Exercise prompt
Stop after the line with "mark: the fingernail"; until then, please copy every line of the records word for word from the first.

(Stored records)
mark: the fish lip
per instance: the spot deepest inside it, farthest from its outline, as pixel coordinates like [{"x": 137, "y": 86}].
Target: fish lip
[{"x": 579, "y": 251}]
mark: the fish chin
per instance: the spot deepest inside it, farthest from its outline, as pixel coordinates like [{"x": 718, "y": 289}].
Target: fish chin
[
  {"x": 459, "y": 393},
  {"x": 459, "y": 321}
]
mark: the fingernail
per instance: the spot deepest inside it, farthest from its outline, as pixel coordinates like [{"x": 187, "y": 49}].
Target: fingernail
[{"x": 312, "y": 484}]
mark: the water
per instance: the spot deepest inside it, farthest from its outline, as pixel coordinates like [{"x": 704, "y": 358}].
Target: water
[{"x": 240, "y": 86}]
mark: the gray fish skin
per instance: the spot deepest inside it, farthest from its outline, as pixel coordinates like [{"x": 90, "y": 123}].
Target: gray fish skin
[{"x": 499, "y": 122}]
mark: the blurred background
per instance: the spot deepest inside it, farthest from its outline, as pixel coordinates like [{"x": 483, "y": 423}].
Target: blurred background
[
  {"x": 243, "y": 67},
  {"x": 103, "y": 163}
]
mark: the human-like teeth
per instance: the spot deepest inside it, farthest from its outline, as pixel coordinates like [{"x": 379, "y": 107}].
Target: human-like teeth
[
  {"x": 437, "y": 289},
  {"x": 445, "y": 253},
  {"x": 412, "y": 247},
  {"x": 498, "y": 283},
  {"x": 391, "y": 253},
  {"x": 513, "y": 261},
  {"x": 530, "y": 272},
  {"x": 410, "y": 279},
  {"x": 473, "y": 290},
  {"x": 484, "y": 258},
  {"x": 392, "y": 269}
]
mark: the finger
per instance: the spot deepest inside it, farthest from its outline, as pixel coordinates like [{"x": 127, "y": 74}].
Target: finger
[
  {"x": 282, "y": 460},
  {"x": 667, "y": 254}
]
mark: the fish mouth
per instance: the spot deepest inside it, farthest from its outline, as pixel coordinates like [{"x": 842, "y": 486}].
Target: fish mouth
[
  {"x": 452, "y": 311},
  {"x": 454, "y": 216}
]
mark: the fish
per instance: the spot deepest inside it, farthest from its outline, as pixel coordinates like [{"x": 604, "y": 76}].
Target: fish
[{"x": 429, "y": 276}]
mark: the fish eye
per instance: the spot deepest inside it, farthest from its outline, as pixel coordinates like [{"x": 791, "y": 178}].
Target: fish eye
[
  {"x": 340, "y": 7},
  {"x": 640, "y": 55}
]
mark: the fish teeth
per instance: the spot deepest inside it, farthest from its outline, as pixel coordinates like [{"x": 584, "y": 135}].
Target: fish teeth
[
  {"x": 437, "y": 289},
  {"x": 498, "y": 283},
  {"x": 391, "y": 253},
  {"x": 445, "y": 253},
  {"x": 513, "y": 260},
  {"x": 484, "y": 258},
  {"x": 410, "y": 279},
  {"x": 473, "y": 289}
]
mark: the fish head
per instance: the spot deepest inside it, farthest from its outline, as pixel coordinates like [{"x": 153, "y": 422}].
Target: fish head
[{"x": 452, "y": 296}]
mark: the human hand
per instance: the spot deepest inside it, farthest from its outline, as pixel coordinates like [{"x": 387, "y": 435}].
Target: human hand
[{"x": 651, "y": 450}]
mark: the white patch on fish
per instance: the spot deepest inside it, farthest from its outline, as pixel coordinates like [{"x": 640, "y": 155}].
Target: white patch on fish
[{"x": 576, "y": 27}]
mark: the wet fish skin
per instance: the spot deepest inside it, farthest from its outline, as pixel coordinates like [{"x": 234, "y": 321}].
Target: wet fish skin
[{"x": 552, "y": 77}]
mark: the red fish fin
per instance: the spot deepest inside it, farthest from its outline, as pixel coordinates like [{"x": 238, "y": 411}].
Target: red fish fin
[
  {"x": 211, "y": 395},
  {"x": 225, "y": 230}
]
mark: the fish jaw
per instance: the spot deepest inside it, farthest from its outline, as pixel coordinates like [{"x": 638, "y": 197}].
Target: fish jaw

Task output
mark: the fish lip
per instance: the spot deepest inside it, farthest from its outline, as pixel coordinates like [{"x": 137, "y": 86}].
Target: fish lip
[{"x": 579, "y": 251}]
mark: the fish chin
per instance: the spot deepest inside it, farthest from its outline, as pixel coordinates like [{"x": 718, "y": 289}].
Target: fish chin
[
  {"x": 459, "y": 393},
  {"x": 459, "y": 321}
]
mark: the fingernail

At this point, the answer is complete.